* START SUPPLIED TEXT *

From c3f854430876ddd5d318315a0c5fb4c13a563622 Mon Sep 17 00:00:00 2001
From: tom-lord <lord.thom@gmail.com>
Date: Sat, 18 May 2024 12:17:52 +0100
Subject: [PATCH 1/6] Udate gemspec

---
 .ruby-version           | 2 +-
 Gemfile                 | 1 -
 regexp-examples.gemspec | 7 ++++---
 3 files changed, 5 insertions(+), 5 deletions(-)

diff --git a/.ruby-version b/.ruby-version
index 4a36342..ef538c2 100644
--- a/.ruby-version
+++ b/.ruby-version
@@ -1 +1 @@
-3.0.0
+3.1.2
diff --git a/Gemfile b/Gemfile
index 29b0bc6..553544a 100644
--- a/Gemfile
+++ b/Gemfile
@@ -3,7 +3,6 @@ source 'https://rubygems.org'
 group :test do
   gem 'rspec'
   gem 'coveralls', require: false
-  gem 'pry'
 end
 
 # Specify your gem's dependencies in regexp-examples.gemspec
diff --git a/regexp-examples.gemspec b/regexp-examples.gemspec
index f433c9f..562197f 100644
--- a/regexp-examples.gemspec
+++ b/regexp-examples.gemspec
@@ -14,9 +14,10 @@ Gem::Specification.new do |s|
   s.test_files       = s.files.grep(/^(test|spec|features)\//)

* END SUPPLIED TEXT *
* START DATASET ENTRIES *

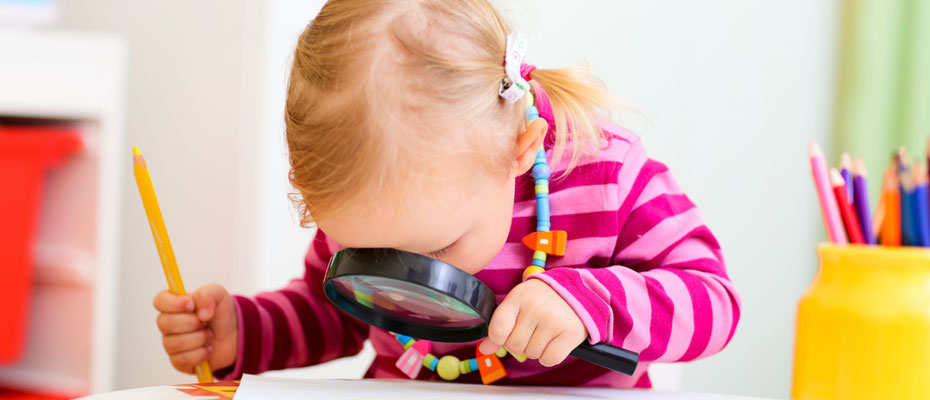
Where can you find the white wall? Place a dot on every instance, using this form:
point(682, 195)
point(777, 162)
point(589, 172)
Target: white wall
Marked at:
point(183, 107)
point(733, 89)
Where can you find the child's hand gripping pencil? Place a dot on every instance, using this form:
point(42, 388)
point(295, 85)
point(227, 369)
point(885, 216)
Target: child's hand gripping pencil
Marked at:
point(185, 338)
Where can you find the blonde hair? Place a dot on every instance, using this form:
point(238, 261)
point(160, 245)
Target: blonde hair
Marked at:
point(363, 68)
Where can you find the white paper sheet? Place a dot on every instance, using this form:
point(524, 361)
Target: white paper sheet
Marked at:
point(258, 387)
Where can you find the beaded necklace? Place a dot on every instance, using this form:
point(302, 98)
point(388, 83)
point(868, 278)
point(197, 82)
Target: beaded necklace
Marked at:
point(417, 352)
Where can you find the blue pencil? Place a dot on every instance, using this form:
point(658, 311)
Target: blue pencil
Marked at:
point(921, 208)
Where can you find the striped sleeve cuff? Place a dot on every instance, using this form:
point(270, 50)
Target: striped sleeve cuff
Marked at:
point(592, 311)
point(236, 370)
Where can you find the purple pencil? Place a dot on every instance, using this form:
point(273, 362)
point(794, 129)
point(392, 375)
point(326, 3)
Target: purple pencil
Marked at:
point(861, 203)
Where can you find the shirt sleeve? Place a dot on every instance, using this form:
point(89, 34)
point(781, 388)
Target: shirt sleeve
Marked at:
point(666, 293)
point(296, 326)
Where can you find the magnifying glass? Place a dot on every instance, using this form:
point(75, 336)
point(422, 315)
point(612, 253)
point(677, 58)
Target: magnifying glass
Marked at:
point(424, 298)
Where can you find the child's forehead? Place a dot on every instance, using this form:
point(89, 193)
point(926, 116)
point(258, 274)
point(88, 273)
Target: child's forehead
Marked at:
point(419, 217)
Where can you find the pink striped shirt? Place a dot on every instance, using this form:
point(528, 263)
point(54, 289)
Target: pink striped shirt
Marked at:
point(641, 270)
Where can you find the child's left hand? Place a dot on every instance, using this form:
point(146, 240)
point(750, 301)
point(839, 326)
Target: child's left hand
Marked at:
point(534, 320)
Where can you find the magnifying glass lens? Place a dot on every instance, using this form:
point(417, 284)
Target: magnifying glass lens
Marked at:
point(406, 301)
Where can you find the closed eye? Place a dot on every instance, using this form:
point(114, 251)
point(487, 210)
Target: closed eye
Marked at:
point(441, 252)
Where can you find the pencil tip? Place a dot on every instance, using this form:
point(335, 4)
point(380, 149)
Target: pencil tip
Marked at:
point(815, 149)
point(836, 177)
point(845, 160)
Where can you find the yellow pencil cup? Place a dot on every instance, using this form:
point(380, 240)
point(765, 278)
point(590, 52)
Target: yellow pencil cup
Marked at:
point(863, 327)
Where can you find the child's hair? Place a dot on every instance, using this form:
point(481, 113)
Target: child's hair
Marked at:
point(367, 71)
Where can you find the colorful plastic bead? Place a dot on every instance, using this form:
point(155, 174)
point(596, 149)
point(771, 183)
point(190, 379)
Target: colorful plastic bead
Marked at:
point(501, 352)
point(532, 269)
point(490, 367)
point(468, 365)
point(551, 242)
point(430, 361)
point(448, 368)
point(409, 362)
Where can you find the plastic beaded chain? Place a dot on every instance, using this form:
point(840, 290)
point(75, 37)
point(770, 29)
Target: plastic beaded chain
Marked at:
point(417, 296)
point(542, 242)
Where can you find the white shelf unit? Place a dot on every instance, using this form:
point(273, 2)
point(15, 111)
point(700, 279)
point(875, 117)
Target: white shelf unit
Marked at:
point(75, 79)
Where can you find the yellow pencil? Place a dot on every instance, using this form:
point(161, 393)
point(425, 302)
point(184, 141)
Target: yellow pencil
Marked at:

* END DATASET ENTRIES *
* START DATASET ENTRIES *

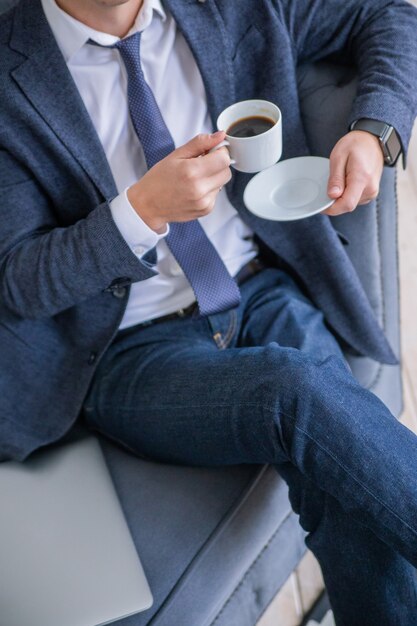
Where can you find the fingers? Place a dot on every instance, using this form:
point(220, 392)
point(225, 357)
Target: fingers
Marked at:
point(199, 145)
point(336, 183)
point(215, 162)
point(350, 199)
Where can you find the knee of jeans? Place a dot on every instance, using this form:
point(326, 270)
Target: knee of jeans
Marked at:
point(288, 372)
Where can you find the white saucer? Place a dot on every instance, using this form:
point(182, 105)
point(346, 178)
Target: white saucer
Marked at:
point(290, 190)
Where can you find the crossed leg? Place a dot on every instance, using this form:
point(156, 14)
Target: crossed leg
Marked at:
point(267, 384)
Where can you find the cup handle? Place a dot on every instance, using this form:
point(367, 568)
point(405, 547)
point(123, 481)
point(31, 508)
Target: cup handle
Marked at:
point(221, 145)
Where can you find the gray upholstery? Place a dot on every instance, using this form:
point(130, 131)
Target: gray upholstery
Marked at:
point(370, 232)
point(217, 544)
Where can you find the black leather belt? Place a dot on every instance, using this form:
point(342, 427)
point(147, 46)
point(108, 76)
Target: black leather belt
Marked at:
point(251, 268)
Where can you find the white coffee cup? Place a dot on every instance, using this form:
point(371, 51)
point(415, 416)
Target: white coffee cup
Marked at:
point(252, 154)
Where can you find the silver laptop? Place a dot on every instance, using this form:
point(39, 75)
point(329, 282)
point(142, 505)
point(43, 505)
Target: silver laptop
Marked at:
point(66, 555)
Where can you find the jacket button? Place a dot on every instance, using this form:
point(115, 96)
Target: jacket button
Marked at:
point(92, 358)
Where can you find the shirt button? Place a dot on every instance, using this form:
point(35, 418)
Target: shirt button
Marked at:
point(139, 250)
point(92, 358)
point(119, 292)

* END DATASET ENTRIES *

CHALLENGES:
• 1. In the patch, what Ruby version replaces 3.0.0 in the .ruby-version file?
• 2. Arrange the entries from the line with "Where can you find the purple" up to and including the line with "point(296, 326)" as a JSON list of strings, one string per line, with blank lines omitted.

EXERCISE ANSWERS:
• 1. 3.1.2

• 2.
[
  "Where can you find the purple pencil? Place a dot on every instance, using this form:",
  "point(273, 362)",
  "point(794, 129)",
  "point(392, 375)",
  "point(326, 3)",
  "Target: purple pencil",
  "Marked at:",
  "point(861, 203)",
  "Where can you find the shirt sleeve? Place a dot on every instance, using this form:",
  "point(89, 34)",
  "point(781, 388)",
  "Target: shirt sleeve",
  "Marked at:",
  "point(666, 293)",
  "point(296, 326)"
]